[Dataset excerpt]
....
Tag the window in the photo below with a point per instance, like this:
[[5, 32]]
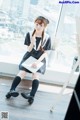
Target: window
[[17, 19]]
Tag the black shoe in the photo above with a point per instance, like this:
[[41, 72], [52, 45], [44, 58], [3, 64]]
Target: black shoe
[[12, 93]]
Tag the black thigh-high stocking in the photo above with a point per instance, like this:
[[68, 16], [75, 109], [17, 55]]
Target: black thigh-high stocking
....
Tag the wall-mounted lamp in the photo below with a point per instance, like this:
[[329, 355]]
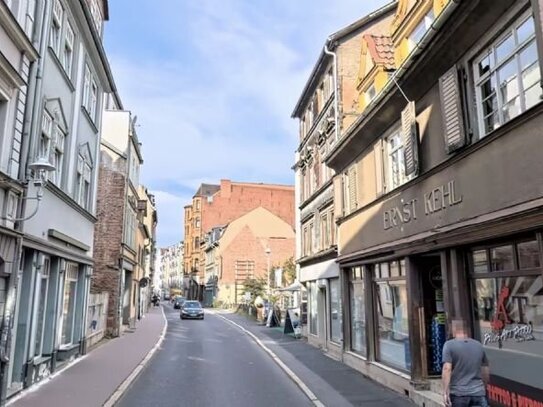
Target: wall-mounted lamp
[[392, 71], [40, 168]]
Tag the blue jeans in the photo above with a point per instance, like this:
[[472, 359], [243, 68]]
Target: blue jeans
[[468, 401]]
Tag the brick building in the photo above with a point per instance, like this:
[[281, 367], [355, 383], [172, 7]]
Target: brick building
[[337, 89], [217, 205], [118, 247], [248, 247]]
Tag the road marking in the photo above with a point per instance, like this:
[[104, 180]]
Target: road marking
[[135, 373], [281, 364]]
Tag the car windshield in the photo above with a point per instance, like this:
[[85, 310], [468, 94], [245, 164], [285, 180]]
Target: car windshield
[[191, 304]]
....
Reproduce the lines of the records word for word, beginning with the line that contains "Tag the black shoe" and continuing through the line that contains "Target: black thigh-high stocking", including both of those lines.

Tag the black shoe in the photo above with a point per instance, like this:
[[41, 72], [52, 45], [44, 58], [3, 64]]
Target: black shoe
[[12, 93]]
Tag the black thigh-high stocking in the photo above with a point per instance, like this:
[[68, 16], [75, 109], [17, 55]]
Target: black thigh-high stocking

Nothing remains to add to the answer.